### [Records for processing]
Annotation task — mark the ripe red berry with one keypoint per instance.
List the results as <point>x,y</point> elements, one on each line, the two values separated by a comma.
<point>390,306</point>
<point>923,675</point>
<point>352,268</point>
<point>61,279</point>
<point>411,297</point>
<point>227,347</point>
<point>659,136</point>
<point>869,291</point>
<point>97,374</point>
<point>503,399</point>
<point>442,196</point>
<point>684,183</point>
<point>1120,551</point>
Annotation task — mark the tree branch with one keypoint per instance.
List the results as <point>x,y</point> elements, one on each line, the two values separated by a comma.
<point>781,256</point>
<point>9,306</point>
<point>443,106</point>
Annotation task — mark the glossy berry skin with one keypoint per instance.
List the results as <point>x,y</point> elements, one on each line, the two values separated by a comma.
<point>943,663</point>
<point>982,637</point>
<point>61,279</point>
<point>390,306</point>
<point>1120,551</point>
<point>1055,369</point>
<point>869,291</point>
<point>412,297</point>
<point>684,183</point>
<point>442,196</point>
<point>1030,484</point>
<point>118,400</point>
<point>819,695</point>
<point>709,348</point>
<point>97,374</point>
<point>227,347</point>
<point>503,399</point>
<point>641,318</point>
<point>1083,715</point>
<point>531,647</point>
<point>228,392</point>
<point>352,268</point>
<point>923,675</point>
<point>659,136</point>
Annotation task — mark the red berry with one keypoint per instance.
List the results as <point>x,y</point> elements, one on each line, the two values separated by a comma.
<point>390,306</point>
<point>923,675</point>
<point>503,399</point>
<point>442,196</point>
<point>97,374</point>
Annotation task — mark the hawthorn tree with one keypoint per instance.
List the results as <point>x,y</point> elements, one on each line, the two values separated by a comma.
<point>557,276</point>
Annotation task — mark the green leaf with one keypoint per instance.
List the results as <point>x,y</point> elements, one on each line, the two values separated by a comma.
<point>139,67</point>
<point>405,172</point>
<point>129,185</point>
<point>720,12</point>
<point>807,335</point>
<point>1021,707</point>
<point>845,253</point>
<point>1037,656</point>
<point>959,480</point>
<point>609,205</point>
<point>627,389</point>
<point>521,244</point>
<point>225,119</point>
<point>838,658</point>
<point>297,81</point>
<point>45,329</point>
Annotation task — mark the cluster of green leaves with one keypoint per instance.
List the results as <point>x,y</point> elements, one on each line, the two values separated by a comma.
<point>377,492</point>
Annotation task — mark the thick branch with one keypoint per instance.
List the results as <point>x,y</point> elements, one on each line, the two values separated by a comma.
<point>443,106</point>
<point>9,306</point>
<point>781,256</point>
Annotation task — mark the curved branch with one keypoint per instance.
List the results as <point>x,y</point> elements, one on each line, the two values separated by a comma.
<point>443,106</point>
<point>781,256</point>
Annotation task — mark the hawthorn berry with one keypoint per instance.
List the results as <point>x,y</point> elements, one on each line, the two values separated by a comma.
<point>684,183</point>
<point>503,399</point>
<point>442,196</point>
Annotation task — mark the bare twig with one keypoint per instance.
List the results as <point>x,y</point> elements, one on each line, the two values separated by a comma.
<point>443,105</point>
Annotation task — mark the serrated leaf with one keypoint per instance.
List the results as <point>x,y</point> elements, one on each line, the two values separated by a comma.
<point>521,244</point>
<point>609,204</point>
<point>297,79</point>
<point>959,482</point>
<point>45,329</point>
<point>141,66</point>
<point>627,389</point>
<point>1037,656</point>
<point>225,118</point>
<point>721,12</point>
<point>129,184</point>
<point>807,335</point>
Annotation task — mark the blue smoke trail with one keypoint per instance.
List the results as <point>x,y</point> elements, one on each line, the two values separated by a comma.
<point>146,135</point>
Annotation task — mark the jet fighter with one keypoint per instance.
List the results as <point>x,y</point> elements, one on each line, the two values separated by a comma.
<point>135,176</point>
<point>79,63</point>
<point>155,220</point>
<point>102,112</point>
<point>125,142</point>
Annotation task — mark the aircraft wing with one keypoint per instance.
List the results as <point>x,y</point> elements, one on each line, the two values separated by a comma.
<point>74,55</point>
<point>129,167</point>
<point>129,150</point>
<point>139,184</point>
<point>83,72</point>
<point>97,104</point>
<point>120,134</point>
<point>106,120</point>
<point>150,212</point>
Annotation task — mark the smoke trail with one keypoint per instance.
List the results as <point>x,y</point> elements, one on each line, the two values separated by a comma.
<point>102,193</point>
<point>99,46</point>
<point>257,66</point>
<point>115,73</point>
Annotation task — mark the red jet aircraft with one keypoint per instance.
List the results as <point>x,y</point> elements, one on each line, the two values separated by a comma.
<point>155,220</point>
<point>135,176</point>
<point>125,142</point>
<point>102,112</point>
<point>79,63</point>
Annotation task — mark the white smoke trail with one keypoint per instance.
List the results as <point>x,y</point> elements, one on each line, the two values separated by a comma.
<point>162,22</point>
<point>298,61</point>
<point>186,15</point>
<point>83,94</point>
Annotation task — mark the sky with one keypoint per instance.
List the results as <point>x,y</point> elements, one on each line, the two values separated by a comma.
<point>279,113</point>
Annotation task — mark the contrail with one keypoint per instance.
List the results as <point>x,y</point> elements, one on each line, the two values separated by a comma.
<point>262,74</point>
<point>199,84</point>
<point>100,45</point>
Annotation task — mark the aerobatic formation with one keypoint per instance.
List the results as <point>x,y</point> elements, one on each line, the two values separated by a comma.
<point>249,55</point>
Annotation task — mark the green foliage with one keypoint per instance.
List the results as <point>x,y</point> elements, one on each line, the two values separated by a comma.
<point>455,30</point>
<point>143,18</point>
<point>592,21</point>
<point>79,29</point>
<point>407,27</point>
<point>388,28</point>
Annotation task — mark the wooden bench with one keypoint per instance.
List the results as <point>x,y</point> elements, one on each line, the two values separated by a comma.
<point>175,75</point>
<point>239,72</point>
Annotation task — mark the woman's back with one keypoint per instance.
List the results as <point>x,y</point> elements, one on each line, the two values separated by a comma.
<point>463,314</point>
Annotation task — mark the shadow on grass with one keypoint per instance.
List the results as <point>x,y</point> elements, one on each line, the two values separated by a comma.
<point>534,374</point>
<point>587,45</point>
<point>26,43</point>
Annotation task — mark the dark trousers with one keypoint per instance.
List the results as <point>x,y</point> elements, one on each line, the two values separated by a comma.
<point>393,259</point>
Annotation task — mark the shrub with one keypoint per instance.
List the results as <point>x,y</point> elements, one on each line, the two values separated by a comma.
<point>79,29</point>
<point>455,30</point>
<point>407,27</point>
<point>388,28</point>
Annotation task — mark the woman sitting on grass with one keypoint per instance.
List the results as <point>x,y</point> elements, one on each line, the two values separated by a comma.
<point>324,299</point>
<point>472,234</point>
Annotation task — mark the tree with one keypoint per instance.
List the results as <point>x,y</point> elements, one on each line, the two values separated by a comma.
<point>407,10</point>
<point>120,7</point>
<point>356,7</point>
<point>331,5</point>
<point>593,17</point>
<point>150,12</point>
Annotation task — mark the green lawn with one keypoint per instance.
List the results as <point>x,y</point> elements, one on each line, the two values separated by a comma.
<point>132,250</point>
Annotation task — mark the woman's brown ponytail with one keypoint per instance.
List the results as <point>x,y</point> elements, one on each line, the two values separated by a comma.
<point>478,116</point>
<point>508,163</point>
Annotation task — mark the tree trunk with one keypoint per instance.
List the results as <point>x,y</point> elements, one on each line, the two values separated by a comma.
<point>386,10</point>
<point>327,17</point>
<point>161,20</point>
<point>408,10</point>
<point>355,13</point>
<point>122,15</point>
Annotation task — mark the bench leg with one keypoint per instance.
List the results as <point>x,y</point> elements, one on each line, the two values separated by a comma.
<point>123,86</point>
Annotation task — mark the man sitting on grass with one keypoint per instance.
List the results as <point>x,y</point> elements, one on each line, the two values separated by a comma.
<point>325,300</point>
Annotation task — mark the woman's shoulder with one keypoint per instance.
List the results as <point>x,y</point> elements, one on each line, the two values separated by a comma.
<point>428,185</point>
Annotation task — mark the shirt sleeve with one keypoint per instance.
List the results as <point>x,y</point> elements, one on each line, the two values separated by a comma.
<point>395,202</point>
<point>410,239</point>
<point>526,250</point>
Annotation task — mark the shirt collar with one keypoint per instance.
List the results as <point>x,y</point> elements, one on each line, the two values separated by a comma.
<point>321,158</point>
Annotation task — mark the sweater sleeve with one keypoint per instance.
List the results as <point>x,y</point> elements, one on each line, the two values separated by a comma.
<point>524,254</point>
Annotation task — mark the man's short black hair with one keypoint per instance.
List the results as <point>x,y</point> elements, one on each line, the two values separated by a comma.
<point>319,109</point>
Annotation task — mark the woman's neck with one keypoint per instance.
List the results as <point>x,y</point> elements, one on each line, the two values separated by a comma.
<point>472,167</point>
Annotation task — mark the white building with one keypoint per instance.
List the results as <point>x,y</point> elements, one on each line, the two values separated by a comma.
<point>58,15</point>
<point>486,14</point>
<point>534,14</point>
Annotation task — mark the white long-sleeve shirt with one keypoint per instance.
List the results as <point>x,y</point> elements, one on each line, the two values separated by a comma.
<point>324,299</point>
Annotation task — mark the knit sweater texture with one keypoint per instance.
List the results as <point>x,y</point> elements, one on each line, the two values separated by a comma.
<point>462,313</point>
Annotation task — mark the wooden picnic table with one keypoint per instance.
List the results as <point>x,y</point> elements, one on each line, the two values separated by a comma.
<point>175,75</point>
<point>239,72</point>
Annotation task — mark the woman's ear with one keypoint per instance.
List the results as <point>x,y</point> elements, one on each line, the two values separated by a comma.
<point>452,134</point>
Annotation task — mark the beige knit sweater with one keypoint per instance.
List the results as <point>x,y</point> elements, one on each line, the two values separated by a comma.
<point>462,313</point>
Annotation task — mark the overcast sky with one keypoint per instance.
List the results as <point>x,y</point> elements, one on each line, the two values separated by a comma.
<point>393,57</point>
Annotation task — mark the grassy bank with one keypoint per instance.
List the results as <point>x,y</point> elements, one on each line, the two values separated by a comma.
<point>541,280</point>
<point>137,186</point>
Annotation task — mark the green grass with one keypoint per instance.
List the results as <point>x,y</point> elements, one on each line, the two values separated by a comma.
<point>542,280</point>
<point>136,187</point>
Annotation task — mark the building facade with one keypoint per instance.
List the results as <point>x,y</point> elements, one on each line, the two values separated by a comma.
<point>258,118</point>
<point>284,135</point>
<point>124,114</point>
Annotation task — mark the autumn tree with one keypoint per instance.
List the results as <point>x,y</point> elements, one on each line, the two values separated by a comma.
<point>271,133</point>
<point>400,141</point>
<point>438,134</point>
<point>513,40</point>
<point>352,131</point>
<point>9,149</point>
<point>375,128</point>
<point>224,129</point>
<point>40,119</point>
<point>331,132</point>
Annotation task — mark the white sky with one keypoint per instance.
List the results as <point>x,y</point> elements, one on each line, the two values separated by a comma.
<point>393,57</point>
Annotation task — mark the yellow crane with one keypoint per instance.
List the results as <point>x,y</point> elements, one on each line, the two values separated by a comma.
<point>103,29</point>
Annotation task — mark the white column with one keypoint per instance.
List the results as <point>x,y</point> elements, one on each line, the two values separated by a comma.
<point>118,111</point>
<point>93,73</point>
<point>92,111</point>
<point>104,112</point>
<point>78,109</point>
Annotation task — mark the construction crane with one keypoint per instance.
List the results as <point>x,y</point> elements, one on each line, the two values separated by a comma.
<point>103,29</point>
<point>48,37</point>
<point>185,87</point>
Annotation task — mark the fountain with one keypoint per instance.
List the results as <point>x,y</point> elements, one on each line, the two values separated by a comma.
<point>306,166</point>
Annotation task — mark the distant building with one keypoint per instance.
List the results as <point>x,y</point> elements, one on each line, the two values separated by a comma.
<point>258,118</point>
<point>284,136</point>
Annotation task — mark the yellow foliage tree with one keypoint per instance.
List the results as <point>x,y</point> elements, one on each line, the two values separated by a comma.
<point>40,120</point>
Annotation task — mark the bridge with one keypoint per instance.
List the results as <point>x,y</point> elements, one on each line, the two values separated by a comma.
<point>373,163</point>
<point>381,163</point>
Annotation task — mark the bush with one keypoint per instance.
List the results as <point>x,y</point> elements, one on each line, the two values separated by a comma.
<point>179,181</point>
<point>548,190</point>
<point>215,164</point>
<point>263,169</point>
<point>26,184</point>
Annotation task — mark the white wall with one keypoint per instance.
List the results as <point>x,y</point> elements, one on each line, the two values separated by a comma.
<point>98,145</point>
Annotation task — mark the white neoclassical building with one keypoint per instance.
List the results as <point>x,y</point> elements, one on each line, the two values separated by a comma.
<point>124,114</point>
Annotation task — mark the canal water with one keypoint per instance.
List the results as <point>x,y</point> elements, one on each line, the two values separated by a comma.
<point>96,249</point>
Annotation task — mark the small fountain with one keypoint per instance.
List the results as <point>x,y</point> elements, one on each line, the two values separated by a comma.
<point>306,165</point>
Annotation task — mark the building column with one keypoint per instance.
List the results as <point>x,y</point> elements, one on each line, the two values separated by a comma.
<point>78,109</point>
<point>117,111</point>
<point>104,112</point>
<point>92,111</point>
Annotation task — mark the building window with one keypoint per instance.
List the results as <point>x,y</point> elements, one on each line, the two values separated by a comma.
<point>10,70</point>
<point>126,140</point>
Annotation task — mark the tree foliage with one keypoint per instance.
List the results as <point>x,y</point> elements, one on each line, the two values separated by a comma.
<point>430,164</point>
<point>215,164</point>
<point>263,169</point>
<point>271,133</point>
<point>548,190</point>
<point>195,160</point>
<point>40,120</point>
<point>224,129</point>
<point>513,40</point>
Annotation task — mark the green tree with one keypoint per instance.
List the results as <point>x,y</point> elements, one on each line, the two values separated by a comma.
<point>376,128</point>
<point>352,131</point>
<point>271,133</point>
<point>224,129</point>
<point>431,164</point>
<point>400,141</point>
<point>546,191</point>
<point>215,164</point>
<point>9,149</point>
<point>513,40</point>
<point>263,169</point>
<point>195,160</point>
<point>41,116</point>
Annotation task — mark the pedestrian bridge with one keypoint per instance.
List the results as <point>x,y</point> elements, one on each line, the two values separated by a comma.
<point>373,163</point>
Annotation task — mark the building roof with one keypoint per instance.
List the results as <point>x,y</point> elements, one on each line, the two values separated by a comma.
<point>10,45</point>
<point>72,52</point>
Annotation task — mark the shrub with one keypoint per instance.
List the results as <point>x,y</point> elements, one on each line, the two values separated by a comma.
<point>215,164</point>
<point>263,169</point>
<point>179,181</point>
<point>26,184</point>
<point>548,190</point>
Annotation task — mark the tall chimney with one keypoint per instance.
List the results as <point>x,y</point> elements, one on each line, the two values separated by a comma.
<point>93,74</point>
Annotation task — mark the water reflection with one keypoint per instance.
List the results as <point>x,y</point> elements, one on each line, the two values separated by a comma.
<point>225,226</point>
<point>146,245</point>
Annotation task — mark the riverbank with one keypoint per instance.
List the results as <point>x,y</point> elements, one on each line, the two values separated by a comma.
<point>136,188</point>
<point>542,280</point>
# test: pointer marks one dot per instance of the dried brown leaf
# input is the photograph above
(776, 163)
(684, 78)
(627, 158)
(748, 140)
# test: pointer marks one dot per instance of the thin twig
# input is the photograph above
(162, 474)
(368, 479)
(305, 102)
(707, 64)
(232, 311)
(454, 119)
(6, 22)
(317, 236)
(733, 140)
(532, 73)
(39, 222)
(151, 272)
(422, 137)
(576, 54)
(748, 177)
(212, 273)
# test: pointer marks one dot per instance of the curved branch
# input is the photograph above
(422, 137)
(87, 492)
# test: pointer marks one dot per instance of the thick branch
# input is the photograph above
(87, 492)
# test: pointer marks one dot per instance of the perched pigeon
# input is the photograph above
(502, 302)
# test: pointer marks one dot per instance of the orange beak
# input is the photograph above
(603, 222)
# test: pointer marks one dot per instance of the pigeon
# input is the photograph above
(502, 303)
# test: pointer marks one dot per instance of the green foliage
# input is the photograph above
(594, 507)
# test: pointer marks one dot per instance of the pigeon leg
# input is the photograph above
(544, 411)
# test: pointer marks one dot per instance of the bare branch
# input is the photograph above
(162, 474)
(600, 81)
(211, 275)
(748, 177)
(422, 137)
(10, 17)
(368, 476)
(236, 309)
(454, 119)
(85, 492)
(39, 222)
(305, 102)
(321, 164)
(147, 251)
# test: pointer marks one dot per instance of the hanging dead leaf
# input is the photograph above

### [Written request]
Express the data from the line containing "Annotation task — mark the blue" through the line containing "<point>146,135</point>" as a two-column CSV with the headers instruction and response. Write one row for each instruction, paired with its response, and put every value in a single quoted field with its line breaks replaced by spaces.

### [Completed task]
instruction,response
"Annotation task — mark the blue smoke trail with one keypoint per instance. List the results as <point>x,y</point> elements, one on each line, the two values separated by a comma.","<point>146,135</point>"